Set down every entry again word for word, please, but skip the pictures.

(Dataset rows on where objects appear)
◇ ◇ ◇ ◇

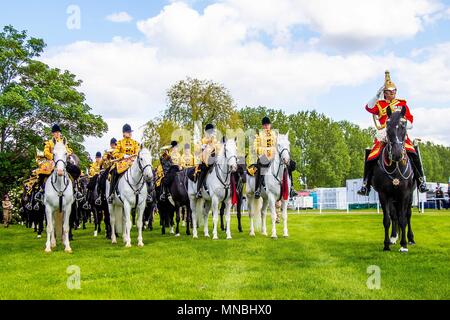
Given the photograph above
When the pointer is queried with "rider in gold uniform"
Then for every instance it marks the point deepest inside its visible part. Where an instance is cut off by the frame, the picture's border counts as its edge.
(378, 107)
(265, 146)
(126, 148)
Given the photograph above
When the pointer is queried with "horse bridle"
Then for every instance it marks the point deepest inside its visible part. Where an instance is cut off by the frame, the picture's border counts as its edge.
(227, 172)
(66, 181)
(282, 164)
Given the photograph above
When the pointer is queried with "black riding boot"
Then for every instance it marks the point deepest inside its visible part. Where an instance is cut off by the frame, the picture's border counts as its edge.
(258, 182)
(418, 172)
(40, 194)
(112, 185)
(368, 170)
(201, 180)
(292, 166)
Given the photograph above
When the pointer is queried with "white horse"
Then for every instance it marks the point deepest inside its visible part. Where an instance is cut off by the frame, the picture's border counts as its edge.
(58, 199)
(218, 184)
(272, 192)
(131, 193)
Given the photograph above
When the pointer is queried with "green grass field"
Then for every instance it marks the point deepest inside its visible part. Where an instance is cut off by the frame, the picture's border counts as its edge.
(325, 257)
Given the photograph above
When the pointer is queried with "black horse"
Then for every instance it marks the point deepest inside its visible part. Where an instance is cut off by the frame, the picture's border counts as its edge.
(150, 205)
(393, 179)
(178, 190)
(166, 210)
(238, 179)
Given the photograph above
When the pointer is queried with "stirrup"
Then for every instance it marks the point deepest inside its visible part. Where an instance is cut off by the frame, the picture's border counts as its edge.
(364, 191)
(422, 186)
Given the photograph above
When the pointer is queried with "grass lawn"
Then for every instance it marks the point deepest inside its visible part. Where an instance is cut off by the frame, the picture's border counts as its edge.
(325, 257)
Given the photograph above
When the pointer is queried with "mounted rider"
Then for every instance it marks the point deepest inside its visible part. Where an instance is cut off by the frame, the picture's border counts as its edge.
(265, 147)
(171, 163)
(46, 163)
(208, 149)
(188, 157)
(126, 150)
(378, 108)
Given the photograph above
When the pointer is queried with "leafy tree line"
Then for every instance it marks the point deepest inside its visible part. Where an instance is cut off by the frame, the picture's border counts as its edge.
(34, 96)
(327, 152)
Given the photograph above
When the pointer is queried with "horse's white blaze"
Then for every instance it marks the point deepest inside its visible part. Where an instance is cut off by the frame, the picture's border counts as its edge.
(130, 185)
(226, 164)
(58, 186)
(258, 207)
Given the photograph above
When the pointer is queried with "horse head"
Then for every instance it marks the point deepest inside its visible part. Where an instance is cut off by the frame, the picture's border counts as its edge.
(283, 148)
(230, 153)
(396, 128)
(60, 156)
(144, 161)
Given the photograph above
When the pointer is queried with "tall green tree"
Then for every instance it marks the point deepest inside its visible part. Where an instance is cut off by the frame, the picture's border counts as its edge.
(33, 96)
(193, 100)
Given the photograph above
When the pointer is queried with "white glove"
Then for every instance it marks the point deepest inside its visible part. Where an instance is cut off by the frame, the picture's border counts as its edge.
(377, 97)
(381, 135)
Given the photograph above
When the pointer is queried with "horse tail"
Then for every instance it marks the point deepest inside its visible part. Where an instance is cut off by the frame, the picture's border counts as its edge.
(58, 225)
(119, 219)
(255, 212)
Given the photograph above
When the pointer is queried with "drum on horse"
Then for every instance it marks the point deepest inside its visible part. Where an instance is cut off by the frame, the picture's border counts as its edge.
(58, 199)
(393, 179)
(130, 192)
(217, 190)
(238, 180)
(277, 187)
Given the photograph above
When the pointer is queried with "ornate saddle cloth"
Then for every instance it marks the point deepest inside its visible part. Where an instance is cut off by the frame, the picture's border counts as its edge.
(124, 165)
(46, 167)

◇ ◇ ◇ ◇

Response to the exercise:
Given the photograph above
When the pointer is queried with "rider in gold uniform"
Then for every instance it marks the point deepest inside its visible part. Where an instance is cut off by the frame, the picture's border counts as its edge.
(378, 107)
(265, 146)
(126, 148)
Given the photograph above
When the pointer is queried with "horse bridle"
Then for every instance it marks the point deepest inside its visible part. Where an instance is cut off by the frame, the picture's border counts as its edge.
(227, 172)
(66, 181)
(282, 164)
Given the photograph above
When the pointer is queried with "black riding boot"
Then for every instance it marks the point deepest inside its visible part. Where an instance is cut off by the frame, the picture's border counts as its edge.
(258, 182)
(418, 172)
(40, 194)
(112, 185)
(368, 170)
(201, 180)
(292, 166)
Given the photograph above
When the pointer is queried with "white horse"
Then for every instance it marks the point deepest inside its visible part. Where an instance is cut off by the frame, the picture's border counts as its edge.
(58, 199)
(218, 184)
(272, 192)
(131, 193)
Given the photograph above
When the pointer is queried with "green grass field"
Then for every instance it marks the point deepest inside its visible part. Where an instance is cut off by the frame, the picture's border counts as its edge.
(325, 257)
Given the photograph above
When the pointer is queried with "black horse"
Then for every instance it marks the point deepest inside its visible part. Where an instance is cut off by the frame, the picture's border counts as its edge.
(150, 205)
(393, 179)
(178, 190)
(166, 210)
(238, 179)
Given the photograph above
When the pointer is queried with "stirrup"
Then for every instance it marks the point deepest inside its visible part. Where an instance is cut off by the frame, the picture's border counts as its edge.
(364, 191)
(422, 186)
Given the photograph above
When the pointer is queried with "grass lawn"
Then for every instance it marks the point deepest inside its visible part. Where an instance is cut off by the frame, the picture's border counts as its edge.
(325, 257)
Given the photograph above
When the pointer is queried with "mounted rider"
Then for every instance it marks the point deepest inside its visible part. Where an instance is cut off by the frame, the picture's border counts as its edge.
(265, 147)
(171, 163)
(46, 163)
(208, 149)
(188, 157)
(126, 150)
(378, 108)
Given the photograph above
When the pointer is queried with "leafy tree line"
Then for every instance it marks the point deepest inside its visible part. Where an instance is cut off by the frame, the picture's border counts as its edge.
(34, 96)
(327, 152)
Given the photograph above
When the pointer is queried with "horse's white blaze"
Then for every instance it marks the point deepest inside its visible part. Where an instance is cut off by the frame, the picture's border counts as its edge.
(130, 185)
(226, 164)
(58, 186)
(258, 207)
Given the photograph above
When the pointer is queried with "horse head"
Then for every instance it marks the point deepest inside its visible part. Where an instance is cut off by the frame, the picture's border counts as its edge.
(283, 148)
(230, 153)
(396, 128)
(60, 156)
(144, 161)
Given the photograph above
When the pointer is queried with "tall green tree"
Then for every instance it marks the point deepest inside its visible part. Where an instance is cut off by the frame, the picture's border counts as its edge.
(33, 96)
(193, 100)
Given the photograph above
When the pointer is queried with "white glove"
Then for every instance it marks the point deepest inside its visible part. Where an instance is cut off by the frame, the picture's border counts as its edge.
(377, 97)
(381, 135)
Given the photograph above
When the pointer is queried with "horse tail"
Then for every instance it marks the point deepest inside its visible part. Where an instance is cut off by the frame, the picture's border counts as its edge.
(58, 225)
(119, 219)
(255, 212)
Given the photograph above
When the pointer is queried with "drum on horse"
Then for every instance it marks the point deepest inside its visible part. Where an instance is cut off by the frame, the picture's border counts as its edge.
(58, 199)
(393, 179)
(130, 192)
(217, 190)
(238, 180)
(277, 187)
Given the photograph above
When the pointer is queried with "ornate saddle cloth"
Then for every instance it marks the point deepest inside its visible part. Where an instance is cut off by the frame, the picture's border counts as its edge.
(124, 165)
(46, 167)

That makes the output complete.